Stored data
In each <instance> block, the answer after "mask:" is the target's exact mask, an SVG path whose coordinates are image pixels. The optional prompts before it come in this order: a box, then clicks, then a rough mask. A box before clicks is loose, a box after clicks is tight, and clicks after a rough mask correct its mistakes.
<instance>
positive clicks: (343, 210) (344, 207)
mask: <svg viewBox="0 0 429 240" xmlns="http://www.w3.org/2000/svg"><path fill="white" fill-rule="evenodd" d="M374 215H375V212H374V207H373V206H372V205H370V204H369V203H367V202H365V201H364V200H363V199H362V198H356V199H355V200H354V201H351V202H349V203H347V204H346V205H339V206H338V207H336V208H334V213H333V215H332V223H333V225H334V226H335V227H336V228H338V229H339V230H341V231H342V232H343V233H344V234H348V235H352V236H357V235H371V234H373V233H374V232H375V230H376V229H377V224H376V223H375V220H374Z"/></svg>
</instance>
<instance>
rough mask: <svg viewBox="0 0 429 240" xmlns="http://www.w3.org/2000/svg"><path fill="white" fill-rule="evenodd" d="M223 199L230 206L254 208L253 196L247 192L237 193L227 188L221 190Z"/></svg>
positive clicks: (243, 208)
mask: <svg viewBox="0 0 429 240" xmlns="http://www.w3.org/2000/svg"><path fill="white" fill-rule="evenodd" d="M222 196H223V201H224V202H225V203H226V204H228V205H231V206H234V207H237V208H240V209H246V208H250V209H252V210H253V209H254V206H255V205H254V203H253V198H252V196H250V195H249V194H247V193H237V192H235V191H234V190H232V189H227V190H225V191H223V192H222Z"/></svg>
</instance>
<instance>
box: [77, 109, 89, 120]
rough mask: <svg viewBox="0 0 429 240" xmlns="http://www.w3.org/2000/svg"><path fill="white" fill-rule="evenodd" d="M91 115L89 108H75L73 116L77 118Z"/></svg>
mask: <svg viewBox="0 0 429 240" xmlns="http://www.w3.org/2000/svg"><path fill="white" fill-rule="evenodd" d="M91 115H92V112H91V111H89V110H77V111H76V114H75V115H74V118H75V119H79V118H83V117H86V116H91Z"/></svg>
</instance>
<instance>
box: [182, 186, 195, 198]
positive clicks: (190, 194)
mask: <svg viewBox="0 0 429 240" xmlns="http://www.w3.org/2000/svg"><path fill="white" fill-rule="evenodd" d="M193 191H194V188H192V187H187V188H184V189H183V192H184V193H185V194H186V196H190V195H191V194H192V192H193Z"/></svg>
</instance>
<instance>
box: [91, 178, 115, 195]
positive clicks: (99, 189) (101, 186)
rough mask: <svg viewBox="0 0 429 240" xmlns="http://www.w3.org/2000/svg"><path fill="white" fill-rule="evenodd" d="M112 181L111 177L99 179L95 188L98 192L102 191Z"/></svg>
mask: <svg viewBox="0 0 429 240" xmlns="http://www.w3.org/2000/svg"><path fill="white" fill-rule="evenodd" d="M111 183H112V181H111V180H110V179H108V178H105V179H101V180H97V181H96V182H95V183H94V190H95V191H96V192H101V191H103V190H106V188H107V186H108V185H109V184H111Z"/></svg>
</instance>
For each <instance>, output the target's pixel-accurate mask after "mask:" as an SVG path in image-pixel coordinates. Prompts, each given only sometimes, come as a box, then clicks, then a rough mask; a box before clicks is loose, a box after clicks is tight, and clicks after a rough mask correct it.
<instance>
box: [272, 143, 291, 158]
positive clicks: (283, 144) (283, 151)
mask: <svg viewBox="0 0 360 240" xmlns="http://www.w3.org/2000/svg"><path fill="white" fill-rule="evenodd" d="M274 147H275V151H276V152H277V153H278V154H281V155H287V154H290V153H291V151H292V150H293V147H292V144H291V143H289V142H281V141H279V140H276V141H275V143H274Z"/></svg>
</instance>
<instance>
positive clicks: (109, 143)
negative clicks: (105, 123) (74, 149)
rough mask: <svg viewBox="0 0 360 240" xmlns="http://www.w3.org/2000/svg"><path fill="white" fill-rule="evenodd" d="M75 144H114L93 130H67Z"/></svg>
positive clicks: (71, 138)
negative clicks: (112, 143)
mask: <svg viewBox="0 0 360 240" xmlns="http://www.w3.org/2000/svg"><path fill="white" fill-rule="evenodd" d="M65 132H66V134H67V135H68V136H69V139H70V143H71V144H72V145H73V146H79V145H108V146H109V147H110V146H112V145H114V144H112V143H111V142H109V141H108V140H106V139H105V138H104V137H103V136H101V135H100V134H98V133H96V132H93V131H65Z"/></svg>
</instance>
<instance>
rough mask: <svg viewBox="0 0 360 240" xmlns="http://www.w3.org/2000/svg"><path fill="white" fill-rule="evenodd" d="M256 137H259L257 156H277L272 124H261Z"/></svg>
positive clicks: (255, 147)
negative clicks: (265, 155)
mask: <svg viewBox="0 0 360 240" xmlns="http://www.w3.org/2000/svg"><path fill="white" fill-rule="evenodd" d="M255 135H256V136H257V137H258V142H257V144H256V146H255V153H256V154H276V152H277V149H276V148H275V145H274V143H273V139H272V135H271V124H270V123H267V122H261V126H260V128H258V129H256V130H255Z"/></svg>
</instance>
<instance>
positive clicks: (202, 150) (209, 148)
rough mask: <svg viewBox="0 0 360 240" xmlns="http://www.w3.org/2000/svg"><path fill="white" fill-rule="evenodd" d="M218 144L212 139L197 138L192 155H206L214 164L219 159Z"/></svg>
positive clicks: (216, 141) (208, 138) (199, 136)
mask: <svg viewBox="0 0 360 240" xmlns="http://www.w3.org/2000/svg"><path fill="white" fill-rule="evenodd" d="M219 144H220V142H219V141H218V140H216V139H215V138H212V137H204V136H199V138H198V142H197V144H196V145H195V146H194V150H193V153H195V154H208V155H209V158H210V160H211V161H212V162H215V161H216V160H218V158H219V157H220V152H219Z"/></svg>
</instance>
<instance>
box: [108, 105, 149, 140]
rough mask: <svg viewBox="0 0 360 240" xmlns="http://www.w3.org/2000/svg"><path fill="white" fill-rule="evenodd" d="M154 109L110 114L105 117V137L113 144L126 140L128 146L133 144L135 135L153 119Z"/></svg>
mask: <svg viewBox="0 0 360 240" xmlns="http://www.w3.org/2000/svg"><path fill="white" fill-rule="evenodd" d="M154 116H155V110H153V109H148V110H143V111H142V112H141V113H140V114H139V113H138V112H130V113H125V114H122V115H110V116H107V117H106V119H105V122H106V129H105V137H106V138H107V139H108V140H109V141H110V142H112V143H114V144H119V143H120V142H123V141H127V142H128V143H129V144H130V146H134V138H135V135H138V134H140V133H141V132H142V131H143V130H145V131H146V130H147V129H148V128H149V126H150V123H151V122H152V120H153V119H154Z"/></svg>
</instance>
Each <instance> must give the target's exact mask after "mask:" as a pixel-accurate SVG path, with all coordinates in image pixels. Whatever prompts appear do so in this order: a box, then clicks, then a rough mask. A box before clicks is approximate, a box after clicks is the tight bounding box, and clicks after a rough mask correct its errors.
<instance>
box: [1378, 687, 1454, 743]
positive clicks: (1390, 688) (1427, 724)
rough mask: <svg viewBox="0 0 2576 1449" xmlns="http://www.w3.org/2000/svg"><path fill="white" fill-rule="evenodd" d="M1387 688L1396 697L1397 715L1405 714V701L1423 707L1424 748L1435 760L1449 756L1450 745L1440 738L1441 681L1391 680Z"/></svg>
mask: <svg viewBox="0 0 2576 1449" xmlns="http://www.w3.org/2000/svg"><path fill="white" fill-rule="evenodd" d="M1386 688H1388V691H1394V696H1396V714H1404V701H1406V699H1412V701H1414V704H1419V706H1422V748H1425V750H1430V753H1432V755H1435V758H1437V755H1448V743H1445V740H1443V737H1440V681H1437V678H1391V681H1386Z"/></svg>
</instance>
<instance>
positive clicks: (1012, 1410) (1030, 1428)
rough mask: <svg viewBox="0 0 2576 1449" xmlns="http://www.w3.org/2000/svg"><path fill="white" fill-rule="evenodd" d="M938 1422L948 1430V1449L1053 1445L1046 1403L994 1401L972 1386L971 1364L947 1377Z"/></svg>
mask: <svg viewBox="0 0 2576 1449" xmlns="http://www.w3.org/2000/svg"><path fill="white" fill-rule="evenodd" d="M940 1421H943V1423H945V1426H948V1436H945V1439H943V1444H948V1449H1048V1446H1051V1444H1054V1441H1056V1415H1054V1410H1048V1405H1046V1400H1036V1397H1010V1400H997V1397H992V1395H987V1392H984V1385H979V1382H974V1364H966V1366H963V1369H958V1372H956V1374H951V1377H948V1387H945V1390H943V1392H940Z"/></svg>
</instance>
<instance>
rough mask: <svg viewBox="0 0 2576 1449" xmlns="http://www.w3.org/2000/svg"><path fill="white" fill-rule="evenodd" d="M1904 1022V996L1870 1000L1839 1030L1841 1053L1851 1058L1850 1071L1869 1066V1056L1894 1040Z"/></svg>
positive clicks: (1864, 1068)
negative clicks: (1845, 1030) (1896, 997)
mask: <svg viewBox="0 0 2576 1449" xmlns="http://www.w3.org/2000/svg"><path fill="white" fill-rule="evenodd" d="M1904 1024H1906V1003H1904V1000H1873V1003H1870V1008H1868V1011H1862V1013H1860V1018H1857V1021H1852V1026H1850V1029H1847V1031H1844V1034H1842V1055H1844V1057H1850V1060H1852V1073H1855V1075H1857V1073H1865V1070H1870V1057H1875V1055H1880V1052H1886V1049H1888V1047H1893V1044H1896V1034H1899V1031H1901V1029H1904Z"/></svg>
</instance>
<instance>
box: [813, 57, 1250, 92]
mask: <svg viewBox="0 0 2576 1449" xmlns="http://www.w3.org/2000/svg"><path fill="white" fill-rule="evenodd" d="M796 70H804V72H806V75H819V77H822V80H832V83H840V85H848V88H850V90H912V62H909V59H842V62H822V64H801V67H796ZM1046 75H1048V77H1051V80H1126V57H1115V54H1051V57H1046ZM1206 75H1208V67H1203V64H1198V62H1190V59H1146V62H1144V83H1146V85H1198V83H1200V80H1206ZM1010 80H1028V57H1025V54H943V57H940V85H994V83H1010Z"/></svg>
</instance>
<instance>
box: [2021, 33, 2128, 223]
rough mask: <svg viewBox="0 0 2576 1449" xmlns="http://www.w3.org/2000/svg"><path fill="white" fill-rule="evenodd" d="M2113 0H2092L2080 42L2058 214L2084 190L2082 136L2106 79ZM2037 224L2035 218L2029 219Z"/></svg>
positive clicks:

• **DIRECTIONS**
Rewrite the stretch from the start of the items through the line containing "positive clicks: (343, 210) (344, 207)", replacing "rough mask" with "coarse mask" and changing nothing else. Give only those lines.

• **SOLUTION FOR THIS PROBLEM**
In each <instance> block, the answer after "mask:" is the target's exact mask, an SVG path whose coordinates are image pixels. The optional prompts before it come in this order: a box, then clicks, then a coarse mask. A box before clicks is loose, a box after clicks is tight, and clicks after a coarse mask correct its mistakes.
<instance>
positive clicks: (343, 210) (344, 207)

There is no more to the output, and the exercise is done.